=== Aim ===
Render every line of the data below as a JSON array of strings, one string per line, omitting any blank lines.

***** Material shown

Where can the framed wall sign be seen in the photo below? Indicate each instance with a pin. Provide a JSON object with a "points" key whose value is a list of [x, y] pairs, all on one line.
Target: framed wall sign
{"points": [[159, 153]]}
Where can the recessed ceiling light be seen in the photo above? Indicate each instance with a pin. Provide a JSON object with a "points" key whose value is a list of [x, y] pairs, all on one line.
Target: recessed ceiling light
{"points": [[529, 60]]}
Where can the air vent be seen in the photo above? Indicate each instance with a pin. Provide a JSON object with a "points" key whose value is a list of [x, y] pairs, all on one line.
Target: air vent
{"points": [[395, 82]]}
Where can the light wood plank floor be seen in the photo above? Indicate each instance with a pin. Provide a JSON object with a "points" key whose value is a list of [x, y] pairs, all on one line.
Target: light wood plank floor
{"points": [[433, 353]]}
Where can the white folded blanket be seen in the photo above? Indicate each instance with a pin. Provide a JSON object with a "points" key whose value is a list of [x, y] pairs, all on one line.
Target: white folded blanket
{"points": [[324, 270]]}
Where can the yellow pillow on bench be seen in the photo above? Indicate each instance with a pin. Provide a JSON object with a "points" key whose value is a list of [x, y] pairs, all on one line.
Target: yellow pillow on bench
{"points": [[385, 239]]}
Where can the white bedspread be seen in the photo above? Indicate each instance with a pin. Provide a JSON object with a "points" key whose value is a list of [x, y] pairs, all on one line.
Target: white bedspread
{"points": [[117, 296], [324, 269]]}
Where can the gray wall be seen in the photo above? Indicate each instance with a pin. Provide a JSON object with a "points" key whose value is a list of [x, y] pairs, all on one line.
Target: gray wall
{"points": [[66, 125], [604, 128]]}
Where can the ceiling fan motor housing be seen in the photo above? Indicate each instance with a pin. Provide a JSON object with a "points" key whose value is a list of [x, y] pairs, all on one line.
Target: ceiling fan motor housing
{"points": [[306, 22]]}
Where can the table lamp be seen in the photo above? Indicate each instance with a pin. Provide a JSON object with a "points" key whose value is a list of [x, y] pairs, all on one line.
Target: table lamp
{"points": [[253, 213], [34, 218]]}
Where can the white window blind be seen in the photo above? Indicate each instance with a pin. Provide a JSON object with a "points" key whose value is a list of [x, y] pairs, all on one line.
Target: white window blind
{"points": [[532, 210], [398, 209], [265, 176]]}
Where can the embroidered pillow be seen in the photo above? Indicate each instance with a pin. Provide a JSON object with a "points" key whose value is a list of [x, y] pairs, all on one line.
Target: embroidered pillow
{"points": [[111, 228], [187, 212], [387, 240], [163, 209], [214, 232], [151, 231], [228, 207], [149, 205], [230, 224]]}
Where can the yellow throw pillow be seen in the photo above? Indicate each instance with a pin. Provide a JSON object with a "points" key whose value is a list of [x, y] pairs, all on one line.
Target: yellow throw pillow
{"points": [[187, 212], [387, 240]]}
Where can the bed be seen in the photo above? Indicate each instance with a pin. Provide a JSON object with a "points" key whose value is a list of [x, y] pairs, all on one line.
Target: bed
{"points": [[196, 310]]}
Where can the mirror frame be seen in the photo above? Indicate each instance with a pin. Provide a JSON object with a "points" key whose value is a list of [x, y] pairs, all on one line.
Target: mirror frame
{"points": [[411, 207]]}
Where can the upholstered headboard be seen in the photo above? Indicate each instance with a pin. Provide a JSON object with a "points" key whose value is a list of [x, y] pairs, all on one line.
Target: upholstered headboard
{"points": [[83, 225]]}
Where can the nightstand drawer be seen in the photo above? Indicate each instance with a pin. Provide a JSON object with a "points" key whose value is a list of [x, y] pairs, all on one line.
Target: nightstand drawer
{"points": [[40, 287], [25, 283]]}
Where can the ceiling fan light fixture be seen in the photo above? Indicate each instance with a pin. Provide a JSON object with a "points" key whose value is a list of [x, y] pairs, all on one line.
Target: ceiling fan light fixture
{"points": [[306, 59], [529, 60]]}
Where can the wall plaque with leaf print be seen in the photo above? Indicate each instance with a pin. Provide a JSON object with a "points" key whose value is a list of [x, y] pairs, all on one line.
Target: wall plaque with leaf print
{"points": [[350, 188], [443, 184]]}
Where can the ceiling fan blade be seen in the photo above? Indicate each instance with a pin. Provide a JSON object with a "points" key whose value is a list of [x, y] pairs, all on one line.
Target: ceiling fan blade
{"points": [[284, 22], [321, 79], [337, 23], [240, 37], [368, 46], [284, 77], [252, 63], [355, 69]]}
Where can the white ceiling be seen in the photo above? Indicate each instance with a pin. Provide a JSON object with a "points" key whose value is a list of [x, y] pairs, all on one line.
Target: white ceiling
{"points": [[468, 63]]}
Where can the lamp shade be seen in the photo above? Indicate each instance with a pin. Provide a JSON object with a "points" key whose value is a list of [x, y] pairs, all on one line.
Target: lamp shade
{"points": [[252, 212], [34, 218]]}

**********

=== Task output ===
[
  "Where can the framed wall sign be seen in the photo below? Indicate each instance with a pin. Provide a JSON object with a \"points\" key whose value is a list of [x, y] pairs, all on one line.",
  "Target: framed wall sign",
  "{\"points\": [[159, 153]]}",
  "Where can the recessed ceiling light be seen in the photo above? Indicate each instance with a pin. Provide a JSON object with a \"points\" key whose value is a list of [x, y] pairs, all on one line.",
  "Target: recessed ceiling light",
  "{\"points\": [[529, 60]]}",
  "Where can the air vent be seen in the photo above? Indicate each instance with a pin. Provide a JSON object with a \"points\" key whose value is a list of [x, y] pairs, all on one line.",
  "Target: air vent",
  "{\"points\": [[395, 82]]}",
  "Where can the light wood plank floor be seen in the photo above? Indicate each instance with a pin. Provide a JSON object with a \"points\" key whose value is a list of [x, y] pairs, all on one line.",
  "Target: light wood plank floor",
  "{\"points\": [[433, 353]]}",
  "Where can the white folded blanket be seen in the photo above? Indicate each instance with a pin. Provide a JSON object with a \"points\" key whose value is a list of [x, y] pairs, all on one line.",
  "Target: white folded blanket",
  "{\"points\": [[324, 270]]}",
  "Where can the yellow pillow on bench be seen in the photo above? Indicate each instance with a pin. Provide a JSON object with a \"points\" key whose value is a list of [x, y] pairs, all on one line.",
  "Target: yellow pillow on bench",
  "{\"points\": [[385, 239]]}",
  "Where can the white bedspread be seen in the photo above? Indicate each instance with a pin. Provide a JSON object with a \"points\" key whose value is a list of [x, y] pairs, all on one line.",
  "Target: white bedspread",
  "{\"points\": [[117, 296], [324, 269]]}",
  "Where can the gray wall be seen in the photo above? Indicate each instance with a pin. Provide a JSON object with a \"points\" key whose value is a list of [x, y] pairs, all on one line.",
  "Target: gray wall",
  "{\"points\": [[66, 125], [604, 128]]}",
  "Where can the ceiling fan motor housing be seen in the photo above? Indicate each instance with a pin. Provide a JSON object with a \"points\" key whose value is a list of [x, y] pairs, all on one line.",
  "Target: ceiling fan motor housing",
  "{\"points\": [[306, 22]]}",
  "Where can the table lamp be seen in the photo above? Indicate each instance with a pin. Provide a JSON object with a \"points\" key whose value is a list of [x, y] pairs, all on one line.",
  "Target: table lamp",
  "{\"points\": [[253, 213], [34, 218]]}",
  "Where can the white window blind be seen in the photo above? Indicate each instance with a pin. Provide a JSON object with a \"points\" key whose value is a list of [x, y] pairs, all on one line.",
  "Target: white window blind",
  "{\"points\": [[532, 210], [398, 209], [265, 176]]}",
  "Where can the embroidered pillow be seen in the photo above? Indicate each instance with a pin. Provide a JSON object with a \"points\" key whose value is a list of [x, y] pairs, all on one line.",
  "Target: embroidered pillow",
  "{\"points\": [[111, 228], [187, 212], [387, 240], [163, 209], [214, 232], [151, 231], [228, 207], [149, 205], [230, 224]]}",
  "Where can the yellow throw pillow be seen in the photo above? Indicate each instance with a pin. Provide a JSON object with a \"points\" key whose value is a list of [x, y] pairs, all on one line.",
  "Target: yellow throw pillow",
  "{\"points\": [[187, 212], [387, 240]]}",
  "Where can the bed be seen in the photo above? Indicate each instance with a pin. Provide a JSON object with a \"points\" key whose value is a list of [x, y] pairs, all on one line.",
  "Target: bed",
  "{\"points\": [[196, 310]]}",
  "Where can the mirror frame be seen in the photo above? Indicate each instance with a pin. Provide a JSON object with a \"points\" key whose value is a list of [x, y] pairs, all on one line.",
  "Target: mirror frame",
  "{\"points\": [[411, 207]]}",
  "Where can the upholstered headboard be seen in the photo above? Indicate each instance with a pin. Provide a JSON object with a \"points\" key whose value is a list of [x, y] pairs, all on one line.",
  "Target: upholstered headboard",
  "{\"points\": [[83, 225]]}",
  "Where can the nightstand drawer be seen in the photo above? Indicate each instance with a pin. Provide a JSON object with a \"points\" key whose value is a list of [x, y] pairs, all on one line.",
  "Target: nightstand drawer",
  "{\"points\": [[40, 287], [25, 283]]}",
  "Where can the ceiling fan light fixture be seen in the photo above? Indicate each instance with a pin. Provide a JSON object with a \"points\" key whose value is a list of [x, y] pairs, all on one line.",
  "Target: ceiling fan light fixture",
  "{\"points\": [[306, 59], [529, 60]]}",
  "Where can the wall plaque with leaf print be seen in the photo above? Indicate each instance with a pin. Provide a JSON object with a \"points\" key whose value is a list of [x, y] pairs, all on one line.",
  "Target: wall plaque with leaf print",
  "{\"points\": [[350, 188], [443, 184]]}",
  "Where can the ceiling fan blade be seen in the photo above? Indicate each instance with a pin. Provide a JSON object with a \"points\" key whose value is a list of [x, y] pairs, all on one line.",
  "Target: ceiling fan blade",
  "{\"points\": [[284, 22], [321, 79], [337, 23], [240, 37], [368, 46], [284, 77], [252, 63], [355, 69]]}",
  "Where can the white ceiling be seen in the photo above? Indicate each instance with a pin. Provide a JSON object with a \"points\" key whose value is a list of [x, y] pairs, all on one line.",
  "Target: white ceiling",
  "{\"points\": [[468, 63]]}",
  "Where can the lamp shade be seen in the photo above? Indicate each instance with a pin. Provide a JSON object with a \"points\" key whose value is a list of [x, y] pairs, all on one line.",
  "Target: lamp shade",
  "{\"points\": [[252, 212], [34, 218]]}"
]